Objective: In the entries below, swap each "asphalt road" for "paved road" and write the lines out again with nothing else changed.

*** Material supplied ***

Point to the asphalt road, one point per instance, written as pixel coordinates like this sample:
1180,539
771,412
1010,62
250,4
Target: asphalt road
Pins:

***

Written solution:
Point to the paved road, one point per instance, written as pixel coordinates like this sample:
1180,539
771,412
1010,62
250,4
Target: paved road
Pins:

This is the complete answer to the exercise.